Assigned task:
Search the data for the string "black" and extract every line where it appears.

Saved data entries:
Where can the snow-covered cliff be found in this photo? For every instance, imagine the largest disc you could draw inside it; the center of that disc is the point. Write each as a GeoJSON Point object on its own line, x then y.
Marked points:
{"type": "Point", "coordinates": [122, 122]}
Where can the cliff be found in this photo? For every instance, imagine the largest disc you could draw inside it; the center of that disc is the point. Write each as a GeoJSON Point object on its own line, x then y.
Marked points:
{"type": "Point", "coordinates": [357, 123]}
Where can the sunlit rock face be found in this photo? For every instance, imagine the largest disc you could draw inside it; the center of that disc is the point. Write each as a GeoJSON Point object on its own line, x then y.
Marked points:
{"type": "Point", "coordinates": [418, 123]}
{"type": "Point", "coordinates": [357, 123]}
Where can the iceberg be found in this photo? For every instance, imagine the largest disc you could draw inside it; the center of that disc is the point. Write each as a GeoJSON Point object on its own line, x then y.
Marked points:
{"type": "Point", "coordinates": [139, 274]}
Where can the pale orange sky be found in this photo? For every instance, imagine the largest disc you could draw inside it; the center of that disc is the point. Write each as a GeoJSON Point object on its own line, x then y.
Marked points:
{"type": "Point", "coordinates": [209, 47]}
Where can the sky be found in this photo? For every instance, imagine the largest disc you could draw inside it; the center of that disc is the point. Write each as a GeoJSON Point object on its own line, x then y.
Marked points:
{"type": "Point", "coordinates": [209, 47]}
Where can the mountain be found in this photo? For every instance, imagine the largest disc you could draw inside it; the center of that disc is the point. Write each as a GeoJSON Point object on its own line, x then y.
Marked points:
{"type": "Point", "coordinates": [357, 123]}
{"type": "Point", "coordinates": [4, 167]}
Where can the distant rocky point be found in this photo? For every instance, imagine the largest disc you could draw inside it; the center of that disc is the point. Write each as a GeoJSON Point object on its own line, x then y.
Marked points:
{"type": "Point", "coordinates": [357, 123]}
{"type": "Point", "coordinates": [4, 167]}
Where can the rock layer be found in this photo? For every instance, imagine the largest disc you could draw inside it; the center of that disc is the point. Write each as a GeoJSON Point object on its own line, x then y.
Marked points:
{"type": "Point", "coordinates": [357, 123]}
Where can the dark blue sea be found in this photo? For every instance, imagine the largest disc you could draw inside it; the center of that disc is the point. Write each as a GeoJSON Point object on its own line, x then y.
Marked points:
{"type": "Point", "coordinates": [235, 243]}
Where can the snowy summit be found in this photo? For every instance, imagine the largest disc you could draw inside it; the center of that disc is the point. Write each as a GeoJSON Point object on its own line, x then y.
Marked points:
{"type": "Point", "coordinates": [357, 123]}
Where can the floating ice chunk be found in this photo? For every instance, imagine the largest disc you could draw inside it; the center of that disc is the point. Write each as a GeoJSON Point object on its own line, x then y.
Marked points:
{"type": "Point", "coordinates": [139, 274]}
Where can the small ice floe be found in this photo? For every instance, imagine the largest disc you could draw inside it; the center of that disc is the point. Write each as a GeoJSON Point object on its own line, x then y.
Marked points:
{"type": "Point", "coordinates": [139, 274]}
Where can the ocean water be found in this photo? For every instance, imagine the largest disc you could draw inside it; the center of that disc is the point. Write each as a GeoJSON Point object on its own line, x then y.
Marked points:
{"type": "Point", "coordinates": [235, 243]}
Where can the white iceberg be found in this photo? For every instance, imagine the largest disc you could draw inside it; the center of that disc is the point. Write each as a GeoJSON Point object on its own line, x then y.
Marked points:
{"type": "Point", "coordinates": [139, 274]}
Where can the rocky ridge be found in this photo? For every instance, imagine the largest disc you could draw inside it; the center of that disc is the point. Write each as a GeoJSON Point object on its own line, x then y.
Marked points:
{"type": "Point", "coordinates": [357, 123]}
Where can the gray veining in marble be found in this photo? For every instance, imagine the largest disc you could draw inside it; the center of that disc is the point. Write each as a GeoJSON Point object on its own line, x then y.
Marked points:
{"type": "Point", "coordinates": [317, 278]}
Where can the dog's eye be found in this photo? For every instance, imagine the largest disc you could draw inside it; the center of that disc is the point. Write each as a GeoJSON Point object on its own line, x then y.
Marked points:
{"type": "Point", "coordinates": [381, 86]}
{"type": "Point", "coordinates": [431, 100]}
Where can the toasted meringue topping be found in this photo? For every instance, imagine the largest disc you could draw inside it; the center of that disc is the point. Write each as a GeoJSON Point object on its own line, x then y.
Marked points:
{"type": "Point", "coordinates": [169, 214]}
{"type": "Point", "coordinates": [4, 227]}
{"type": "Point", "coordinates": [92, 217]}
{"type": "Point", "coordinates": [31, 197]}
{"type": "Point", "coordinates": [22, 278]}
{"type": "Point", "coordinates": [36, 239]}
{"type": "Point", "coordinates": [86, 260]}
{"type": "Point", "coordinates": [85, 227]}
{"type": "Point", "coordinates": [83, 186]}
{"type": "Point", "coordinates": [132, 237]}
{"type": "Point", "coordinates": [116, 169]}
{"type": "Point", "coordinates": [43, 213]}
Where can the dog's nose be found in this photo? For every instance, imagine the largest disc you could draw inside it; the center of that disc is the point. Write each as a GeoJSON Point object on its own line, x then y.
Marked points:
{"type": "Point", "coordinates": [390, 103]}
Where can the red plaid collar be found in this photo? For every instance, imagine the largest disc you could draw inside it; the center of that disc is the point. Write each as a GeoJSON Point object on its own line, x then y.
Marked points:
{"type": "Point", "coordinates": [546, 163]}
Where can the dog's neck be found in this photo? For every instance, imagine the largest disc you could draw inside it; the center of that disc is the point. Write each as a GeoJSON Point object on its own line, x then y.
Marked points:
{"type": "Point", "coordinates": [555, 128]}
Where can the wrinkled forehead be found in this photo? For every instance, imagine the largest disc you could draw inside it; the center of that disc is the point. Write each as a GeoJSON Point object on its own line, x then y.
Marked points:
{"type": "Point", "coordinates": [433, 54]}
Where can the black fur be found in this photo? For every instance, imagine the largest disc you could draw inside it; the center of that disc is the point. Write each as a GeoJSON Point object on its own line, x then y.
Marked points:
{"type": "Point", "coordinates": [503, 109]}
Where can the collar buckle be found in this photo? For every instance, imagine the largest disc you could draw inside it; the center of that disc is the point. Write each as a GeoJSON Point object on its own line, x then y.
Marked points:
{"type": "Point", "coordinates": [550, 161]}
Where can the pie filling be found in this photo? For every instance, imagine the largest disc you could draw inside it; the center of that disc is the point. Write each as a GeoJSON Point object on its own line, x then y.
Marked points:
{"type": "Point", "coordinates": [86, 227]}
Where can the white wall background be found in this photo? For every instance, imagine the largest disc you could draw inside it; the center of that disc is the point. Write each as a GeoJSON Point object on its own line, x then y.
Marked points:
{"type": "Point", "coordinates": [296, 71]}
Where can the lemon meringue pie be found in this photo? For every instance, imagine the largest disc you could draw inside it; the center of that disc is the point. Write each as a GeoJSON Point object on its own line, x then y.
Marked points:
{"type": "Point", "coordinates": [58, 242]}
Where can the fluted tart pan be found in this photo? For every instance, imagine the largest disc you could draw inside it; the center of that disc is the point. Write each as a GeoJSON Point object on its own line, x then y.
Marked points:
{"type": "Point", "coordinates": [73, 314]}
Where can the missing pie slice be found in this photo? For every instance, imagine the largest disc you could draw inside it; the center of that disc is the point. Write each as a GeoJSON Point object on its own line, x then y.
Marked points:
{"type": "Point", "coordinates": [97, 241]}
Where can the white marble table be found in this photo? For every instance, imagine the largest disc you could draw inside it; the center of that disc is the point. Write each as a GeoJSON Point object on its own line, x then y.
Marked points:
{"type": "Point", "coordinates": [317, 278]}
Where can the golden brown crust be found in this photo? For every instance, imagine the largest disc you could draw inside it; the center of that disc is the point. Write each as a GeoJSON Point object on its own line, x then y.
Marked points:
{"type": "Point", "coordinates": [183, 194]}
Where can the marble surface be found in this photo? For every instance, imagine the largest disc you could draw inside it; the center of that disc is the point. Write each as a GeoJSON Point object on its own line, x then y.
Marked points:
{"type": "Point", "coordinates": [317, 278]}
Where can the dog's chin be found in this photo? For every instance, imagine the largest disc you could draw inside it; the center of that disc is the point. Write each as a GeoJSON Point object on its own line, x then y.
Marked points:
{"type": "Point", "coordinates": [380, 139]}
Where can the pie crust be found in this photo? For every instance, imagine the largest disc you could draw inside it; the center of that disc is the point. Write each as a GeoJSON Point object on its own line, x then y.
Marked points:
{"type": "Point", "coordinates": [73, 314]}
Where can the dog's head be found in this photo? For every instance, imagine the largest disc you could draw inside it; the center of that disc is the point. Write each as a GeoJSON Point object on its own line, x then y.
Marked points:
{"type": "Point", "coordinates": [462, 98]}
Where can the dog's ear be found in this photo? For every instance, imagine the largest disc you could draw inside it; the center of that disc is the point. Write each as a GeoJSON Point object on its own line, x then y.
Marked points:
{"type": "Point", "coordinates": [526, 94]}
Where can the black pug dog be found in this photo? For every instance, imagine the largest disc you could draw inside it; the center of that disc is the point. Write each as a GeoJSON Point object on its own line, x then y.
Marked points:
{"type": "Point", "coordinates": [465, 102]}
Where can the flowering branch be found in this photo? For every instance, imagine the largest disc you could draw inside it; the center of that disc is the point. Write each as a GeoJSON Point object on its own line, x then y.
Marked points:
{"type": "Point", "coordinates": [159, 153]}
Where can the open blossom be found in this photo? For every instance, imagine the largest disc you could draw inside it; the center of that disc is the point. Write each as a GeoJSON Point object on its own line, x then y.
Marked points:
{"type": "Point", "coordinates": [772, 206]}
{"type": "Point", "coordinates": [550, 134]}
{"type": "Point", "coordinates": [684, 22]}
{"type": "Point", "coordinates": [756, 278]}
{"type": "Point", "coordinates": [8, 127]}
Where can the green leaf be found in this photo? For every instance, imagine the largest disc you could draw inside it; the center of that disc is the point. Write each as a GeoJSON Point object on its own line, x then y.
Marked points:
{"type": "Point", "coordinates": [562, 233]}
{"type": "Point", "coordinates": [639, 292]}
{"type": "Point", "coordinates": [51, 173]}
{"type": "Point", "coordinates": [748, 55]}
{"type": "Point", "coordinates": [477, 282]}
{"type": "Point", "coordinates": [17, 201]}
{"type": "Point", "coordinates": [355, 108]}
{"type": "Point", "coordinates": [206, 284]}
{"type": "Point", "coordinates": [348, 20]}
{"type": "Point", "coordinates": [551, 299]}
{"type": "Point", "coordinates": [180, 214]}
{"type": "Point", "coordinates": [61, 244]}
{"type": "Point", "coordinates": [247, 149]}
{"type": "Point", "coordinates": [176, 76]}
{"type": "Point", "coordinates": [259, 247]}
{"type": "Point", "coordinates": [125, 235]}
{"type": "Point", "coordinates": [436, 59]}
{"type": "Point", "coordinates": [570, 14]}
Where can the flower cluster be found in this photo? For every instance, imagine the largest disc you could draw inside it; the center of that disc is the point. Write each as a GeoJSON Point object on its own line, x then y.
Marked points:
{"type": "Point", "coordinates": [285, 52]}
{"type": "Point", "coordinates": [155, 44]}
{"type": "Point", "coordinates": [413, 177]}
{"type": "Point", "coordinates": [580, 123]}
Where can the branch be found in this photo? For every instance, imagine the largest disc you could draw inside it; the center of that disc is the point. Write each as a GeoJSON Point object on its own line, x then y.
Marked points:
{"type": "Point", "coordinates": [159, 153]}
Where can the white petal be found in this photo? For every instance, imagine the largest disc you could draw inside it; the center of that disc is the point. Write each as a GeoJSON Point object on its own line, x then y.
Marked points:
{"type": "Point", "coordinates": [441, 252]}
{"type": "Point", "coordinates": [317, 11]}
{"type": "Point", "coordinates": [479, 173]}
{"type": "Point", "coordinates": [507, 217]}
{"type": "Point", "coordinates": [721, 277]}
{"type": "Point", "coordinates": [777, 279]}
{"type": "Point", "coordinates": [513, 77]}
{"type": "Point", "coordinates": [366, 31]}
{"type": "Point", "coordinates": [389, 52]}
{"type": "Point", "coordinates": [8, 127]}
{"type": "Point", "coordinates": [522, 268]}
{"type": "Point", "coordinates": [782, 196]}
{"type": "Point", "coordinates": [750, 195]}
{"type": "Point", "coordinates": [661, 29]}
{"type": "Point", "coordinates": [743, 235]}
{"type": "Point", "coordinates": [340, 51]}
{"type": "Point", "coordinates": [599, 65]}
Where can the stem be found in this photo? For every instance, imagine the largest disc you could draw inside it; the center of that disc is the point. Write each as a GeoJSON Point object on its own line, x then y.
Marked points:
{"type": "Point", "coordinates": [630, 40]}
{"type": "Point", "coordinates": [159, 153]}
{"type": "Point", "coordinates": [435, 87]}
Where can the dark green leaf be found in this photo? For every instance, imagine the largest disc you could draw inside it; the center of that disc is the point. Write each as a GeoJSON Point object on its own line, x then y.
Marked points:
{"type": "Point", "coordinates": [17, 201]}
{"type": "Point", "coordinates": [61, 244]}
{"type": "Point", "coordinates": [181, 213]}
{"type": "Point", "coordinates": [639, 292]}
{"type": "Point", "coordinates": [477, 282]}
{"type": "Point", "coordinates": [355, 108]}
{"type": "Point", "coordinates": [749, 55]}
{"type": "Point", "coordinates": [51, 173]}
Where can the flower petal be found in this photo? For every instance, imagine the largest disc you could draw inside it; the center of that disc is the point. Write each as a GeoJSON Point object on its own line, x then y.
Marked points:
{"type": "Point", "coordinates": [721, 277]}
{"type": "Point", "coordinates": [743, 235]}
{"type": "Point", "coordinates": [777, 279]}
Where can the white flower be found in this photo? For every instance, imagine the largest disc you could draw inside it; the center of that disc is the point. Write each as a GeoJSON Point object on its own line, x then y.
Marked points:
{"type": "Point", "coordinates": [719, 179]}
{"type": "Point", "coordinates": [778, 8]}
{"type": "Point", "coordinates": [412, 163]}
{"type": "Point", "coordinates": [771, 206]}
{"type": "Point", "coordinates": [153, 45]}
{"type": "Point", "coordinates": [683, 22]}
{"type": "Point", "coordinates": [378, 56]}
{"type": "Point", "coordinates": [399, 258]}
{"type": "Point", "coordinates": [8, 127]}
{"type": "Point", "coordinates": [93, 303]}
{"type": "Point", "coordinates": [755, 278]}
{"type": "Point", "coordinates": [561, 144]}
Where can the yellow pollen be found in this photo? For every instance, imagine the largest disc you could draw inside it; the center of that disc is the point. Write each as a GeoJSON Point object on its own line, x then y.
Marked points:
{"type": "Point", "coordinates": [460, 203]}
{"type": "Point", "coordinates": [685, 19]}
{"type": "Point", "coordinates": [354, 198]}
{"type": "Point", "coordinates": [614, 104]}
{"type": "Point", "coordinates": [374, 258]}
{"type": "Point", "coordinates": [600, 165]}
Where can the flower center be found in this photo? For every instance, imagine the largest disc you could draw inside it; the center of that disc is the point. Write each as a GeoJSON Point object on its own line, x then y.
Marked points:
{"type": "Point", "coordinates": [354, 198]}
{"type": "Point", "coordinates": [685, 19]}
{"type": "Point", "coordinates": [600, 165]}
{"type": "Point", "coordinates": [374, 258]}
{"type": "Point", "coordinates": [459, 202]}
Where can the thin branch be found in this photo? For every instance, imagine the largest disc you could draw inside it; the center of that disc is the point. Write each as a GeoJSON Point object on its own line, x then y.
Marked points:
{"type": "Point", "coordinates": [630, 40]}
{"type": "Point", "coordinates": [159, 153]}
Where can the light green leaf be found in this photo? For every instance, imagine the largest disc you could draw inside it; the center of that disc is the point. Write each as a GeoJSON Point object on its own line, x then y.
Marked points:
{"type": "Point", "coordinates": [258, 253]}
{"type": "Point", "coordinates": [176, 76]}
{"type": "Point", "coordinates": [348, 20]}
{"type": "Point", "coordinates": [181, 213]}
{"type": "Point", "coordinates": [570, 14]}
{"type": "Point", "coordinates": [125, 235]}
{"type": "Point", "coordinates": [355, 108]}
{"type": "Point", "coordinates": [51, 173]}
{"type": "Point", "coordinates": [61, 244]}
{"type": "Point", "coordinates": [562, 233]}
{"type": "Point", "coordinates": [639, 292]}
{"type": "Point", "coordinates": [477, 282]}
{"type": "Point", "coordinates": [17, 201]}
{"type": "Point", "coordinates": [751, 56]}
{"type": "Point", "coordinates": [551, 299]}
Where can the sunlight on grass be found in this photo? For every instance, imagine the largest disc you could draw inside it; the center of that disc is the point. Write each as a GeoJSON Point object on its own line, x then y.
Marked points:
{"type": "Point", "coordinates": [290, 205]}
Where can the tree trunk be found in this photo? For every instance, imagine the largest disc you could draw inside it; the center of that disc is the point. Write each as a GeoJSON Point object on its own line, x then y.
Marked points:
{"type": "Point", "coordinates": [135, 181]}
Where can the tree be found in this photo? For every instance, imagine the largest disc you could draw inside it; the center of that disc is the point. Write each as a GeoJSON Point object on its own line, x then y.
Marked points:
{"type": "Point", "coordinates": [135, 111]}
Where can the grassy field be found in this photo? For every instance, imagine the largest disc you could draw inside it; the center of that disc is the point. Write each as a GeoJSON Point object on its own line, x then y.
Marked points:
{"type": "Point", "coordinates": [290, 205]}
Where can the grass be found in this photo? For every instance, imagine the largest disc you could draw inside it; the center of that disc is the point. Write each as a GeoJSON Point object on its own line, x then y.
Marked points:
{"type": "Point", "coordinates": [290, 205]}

Solution to the exercise:
Where can the black fur be found in this photo? For every instance, imagine the largest disc you could draw inside it; the center of that disc is the point. Write each as a GeoJSON Point object on its own line, x then y.
Where can the black pug dog be found in this photo? For every instance, imagine the largest disc you could draw inside it; the center of that disc is the point. Write each as a GeoJSON Point object on its own line, x then y.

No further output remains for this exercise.